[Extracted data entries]
=-=-=

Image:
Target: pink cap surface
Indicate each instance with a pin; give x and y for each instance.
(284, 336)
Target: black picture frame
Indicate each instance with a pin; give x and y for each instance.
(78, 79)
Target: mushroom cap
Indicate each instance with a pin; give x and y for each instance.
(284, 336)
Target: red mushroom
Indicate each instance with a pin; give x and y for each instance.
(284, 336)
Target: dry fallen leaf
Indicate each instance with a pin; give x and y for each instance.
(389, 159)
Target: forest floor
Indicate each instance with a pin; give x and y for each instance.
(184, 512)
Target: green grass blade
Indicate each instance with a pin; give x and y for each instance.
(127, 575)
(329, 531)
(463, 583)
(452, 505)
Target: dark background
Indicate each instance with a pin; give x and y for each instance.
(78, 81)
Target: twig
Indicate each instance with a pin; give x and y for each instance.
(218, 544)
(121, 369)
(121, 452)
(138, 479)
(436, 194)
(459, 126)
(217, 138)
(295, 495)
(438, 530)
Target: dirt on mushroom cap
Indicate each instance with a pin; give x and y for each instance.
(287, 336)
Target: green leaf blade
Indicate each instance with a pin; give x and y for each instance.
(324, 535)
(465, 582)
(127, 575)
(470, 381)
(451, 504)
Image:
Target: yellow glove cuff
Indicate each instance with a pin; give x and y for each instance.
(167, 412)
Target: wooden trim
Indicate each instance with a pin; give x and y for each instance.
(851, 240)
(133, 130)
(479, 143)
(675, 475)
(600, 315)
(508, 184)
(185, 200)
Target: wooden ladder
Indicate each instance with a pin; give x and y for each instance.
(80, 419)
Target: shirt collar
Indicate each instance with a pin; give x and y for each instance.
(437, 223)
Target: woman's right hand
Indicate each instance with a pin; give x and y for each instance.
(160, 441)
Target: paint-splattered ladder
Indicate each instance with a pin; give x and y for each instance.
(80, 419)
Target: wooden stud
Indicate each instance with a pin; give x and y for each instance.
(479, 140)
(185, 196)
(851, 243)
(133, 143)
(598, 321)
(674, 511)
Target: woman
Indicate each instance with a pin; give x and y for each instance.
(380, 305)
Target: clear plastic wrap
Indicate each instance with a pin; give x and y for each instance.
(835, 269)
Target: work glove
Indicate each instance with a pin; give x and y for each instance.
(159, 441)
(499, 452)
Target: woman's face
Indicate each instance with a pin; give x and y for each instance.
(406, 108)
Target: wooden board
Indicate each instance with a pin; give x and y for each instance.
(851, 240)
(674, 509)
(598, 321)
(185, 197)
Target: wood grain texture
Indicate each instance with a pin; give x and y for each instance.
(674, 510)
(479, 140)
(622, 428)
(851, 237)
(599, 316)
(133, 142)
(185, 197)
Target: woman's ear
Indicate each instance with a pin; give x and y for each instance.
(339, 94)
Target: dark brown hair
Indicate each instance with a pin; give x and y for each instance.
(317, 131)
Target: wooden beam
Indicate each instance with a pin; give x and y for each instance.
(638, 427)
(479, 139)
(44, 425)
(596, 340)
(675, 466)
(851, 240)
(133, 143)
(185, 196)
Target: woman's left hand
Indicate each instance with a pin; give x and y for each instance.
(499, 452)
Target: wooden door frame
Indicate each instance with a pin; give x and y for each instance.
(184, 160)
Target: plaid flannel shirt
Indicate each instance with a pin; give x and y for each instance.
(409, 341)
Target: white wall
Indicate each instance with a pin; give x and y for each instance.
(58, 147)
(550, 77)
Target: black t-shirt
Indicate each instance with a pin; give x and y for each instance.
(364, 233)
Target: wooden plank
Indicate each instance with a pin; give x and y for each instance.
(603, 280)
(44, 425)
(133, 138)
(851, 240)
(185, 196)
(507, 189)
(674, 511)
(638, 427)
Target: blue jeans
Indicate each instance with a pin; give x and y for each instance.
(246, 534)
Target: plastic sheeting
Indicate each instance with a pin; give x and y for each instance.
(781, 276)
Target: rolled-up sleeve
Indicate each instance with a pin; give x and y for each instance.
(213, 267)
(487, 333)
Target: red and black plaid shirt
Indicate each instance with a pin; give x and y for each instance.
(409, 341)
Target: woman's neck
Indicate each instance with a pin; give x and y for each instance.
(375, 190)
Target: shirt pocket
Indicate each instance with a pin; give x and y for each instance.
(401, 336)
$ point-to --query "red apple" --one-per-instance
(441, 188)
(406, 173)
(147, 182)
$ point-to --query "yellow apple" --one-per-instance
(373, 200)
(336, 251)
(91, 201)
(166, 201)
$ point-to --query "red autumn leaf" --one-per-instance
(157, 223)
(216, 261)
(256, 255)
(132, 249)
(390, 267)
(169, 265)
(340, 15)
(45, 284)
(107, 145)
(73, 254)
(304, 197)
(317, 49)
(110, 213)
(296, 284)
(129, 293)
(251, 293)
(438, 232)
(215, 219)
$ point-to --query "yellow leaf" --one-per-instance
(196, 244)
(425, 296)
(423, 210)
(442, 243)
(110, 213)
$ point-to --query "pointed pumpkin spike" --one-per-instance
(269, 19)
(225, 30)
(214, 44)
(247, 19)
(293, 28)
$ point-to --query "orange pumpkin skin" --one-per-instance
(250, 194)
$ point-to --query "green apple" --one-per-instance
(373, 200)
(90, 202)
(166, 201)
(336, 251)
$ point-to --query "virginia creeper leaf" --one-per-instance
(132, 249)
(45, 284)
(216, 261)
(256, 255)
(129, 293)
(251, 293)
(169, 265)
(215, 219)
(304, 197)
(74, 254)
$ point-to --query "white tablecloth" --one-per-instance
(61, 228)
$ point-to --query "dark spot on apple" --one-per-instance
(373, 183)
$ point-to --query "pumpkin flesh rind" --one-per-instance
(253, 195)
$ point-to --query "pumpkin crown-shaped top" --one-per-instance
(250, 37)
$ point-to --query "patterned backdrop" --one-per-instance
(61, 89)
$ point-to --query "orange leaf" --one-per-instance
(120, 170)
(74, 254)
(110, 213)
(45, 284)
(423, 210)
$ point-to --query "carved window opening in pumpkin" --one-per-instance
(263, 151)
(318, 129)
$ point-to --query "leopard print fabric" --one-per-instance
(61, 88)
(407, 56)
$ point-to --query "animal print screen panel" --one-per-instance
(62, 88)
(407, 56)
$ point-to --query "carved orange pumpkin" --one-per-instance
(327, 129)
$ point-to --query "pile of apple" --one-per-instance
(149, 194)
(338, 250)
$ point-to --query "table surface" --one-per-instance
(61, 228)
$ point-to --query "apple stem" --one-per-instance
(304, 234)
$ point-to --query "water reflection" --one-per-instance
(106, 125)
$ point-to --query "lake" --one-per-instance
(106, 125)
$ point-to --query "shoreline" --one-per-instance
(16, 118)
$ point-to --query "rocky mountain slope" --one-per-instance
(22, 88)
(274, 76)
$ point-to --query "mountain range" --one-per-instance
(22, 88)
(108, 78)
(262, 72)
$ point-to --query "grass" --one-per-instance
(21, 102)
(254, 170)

=-=-=

AIM OF THE TASK: Everything from the line containing "window opening in" to the end of the data above should be quoted exactly, please, both ends included, and nothing outside that span.

OUTPUT BELOW:
$ point-to --query "carved window opening in pumpkin" --one-per-instance
(263, 151)
(318, 129)
$ point-to --query "leopard print fabric" --one-per-instance
(61, 88)
(407, 56)
$ point-to --query "animal print screen panel" --one-per-instance
(62, 88)
(407, 56)
$ point-to --query "carved orange pumpkin" --one-per-instance
(327, 129)
$ point-to --query "pile of apple" --one-per-instance
(149, 194)
(338, 250)
$ point-to --query "table surface" --one-per-instance
(61, 228)
$ point-to --query "apple stem" --one-per-instance
(304, 234)
$ point-to --query "water reflection" --one-per-instance
(106, 125)
$ point-to --query "lake" --one-per-instance
(106, 125)
$ point-to --query "shoreline" --one-per-instance
(16, 118)
$ point-to --query "rocky mountain slope" --one-per-instance
(22, 88)
(274, 76)
$ point-to --query "mountain range" --one-per-instance
(22, 88)
(108, 78)
(262, 72)
$ point-to --query "grass" --one-per-instance
(21, 102)
(254, 170)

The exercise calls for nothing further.